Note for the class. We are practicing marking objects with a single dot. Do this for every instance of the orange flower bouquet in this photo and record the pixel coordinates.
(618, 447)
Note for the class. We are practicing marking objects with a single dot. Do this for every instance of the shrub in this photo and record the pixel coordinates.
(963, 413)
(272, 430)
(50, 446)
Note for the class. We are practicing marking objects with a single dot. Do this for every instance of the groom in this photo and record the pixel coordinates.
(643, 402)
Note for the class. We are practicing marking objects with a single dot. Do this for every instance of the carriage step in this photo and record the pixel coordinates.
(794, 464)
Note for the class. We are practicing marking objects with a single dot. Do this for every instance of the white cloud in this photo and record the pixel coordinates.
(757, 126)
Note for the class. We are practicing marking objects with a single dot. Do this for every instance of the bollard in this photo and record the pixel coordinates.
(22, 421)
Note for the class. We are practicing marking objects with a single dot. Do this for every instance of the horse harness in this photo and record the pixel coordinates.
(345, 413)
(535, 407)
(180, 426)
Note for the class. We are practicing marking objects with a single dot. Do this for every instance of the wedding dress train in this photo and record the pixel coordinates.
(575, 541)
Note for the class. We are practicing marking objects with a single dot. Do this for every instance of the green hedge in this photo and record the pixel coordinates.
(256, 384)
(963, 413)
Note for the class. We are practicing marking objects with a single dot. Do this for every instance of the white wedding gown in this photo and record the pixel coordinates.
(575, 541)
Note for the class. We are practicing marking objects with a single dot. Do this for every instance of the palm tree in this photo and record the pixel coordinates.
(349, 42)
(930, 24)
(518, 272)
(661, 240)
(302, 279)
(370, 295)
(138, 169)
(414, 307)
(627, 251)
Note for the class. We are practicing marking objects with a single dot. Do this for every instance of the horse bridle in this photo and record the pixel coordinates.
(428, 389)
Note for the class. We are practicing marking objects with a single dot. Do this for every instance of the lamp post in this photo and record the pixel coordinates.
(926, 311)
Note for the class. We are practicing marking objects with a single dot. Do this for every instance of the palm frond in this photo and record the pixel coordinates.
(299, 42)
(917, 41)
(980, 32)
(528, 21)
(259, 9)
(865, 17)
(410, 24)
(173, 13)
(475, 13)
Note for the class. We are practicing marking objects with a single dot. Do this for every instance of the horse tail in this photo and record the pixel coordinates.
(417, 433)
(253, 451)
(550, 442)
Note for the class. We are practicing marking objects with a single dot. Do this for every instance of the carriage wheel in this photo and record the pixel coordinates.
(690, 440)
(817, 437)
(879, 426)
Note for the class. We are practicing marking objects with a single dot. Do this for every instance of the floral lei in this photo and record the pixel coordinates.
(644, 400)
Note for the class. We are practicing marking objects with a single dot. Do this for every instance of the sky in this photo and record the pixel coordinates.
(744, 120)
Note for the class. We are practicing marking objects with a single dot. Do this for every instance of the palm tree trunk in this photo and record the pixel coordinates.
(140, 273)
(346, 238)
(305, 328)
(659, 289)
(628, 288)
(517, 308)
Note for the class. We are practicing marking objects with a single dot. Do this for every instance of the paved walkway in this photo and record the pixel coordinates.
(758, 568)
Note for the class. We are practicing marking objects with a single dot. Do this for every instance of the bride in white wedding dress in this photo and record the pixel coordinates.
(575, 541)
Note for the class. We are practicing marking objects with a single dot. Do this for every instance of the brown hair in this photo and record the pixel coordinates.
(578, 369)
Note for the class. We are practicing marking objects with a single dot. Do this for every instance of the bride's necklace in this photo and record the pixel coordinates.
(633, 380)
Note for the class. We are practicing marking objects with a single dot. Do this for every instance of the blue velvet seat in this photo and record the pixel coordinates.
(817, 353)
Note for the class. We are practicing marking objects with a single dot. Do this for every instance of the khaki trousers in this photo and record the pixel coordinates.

----

SHORT PROBLEM » Return all of the data above verbatim, reproducing every line in its original order without any alteration.

EXERCISE RESULT »
Note for the class. We are practicing marking objects with a single dot. Do this for every instance of the orange flower bouquet in this photo and record the pixel coordinates.
(618, 447)
Note for the class. We are practicing marking objects with a single dot. Do this for every instance of the shrub in this photo and record the pixel coordinates.
(963, 413)
(272, 430)
(50, 446)
Note for the class. We are practicing marking objects with a single dot. Do this for every instance of the groom in this photo and record the pixel coordinates.
(643, 402)
Note for the class. We are practicing marking objects with a single dot. Do this for every instance of the carriage step in this photo and record the pixel coordinates.
(794, 464)
Note for the class. We are practicing marking objects with a single dot. Do this for every instance of the white cloud in this photo and record the pixel coordinates.
(757, 126)
Note for the class. We are practicing marking objects with a single dot. Do this for every instance of the bollard in this photo and record the pixel coordinates.
(22, 421)
Note for the class. We are practicing marking objects with a single dot. Do this for every instance of the horse harness in this photo and record the pixel coordinates.
(345, 413)
(535, 407)
(180, 426)
Note for the class. We are practicing marking objects with a single dot. Do this for every instance of the wedding dress train in this photo and record the pixel coordinates.
(575, 541)
Note for the class. We are practicing marking objects with a single dot. Do this for every instance of the green hedge in this photo and record the pixel coordinates.
(256, 384)
(963, 413)
Note for the class. We are practicing marking objects with a single dot. Do this for every instance of the white wedding gown in this photo and record the pixel coordinates.
(575, 541)
Note for the class. We are practicing marking objects with a single dot. Do this for every instance of the palm tree in this photo and record the pixel coordinates.
(349, 42)
(930, 24)
(518, 272)
(661, 240)
(302, 279)
(370, 295)
(138, 169)
(414, 307)
(627, 251)
Note for the class. We are practicing marking objects with a single dot. Do this for every instance of the horse bridle in this photo and record the pixel coordinates.
(428, 389)
Note for the class. We are practicing marking objects with a single dot. Do this for every instance of the lamp post in this photo and record the pixel coordinates.
(926, 311)
Note for the class. We are practicing marking objects with a single dot. Do this for every instance of the palm frond in this photo and record the pixel coordinates.
(299, 42)
(917, 41)
(980, 32)
(528, 21)
(259, 9)
(865, 17)
(410, 24)
(173, 13)
(475, 13)
Note for the class. We are practicing marking objects with a single dot. Do this for every instance of the horse tail in this photo and record the pixel coordinates.
(417, 433)
(253, 451)
(550, 442)
Note for the class. We are practicing marking objects with a single dot. Do this for every instance of the carriage wheel in this photo and record the pixel coordinates.
(690, 440)
(817, 437)
(879, 426)
Note for the class. We are practicing marking objects with a single dot. Do this for every instance of the floral lei in this photo and record the pixel coordinates.
(644, 400)
Note for the class. We are practicing marking objects with a single dot. Do this for every instance of the sky in this photo and record the pixel coordinates.
(744, 120)
Note for the class. We are practicing marking objects with a single dot. Do this for every instance of the palm tree trunk in this photo and record the pixel coordinates.
(140, 273)
(346, 238)
(305, 328)
(659, 289)
(628, 288)
(517, 308)
Note for the class. We are practicing marking objects with a single dot. Do this for every instance of the paved walkway in this photo and record the pixel coordinates.
(758, 568)
Note for the class. We are practicing marking objects with a single dot. Do this for every instance of the bride in white wedding dress in this photo and record the pixel coordinates.
(575, 541)
Note for the class. We are practicing marking objects with a single dot. Do this for every instance of the brown hair in this photo and record the pixel coordinates.
(578, 369)
Note for the class. We are practicing marking objects with a single dot. Do this for every instance of the bride's necklace in this photo and record the pixel coordinates.
(633, 380)
Note for the class. We are practicing marking objects with a single dot. Do this for every instance of the blue velvet seat in this photo and record the pixel coordinates.
(817, 353)
Note for the class. We are practicing marking objects with a single dot. Do this for every instance of the khaki trousers in this photo and record the pixel coordinates.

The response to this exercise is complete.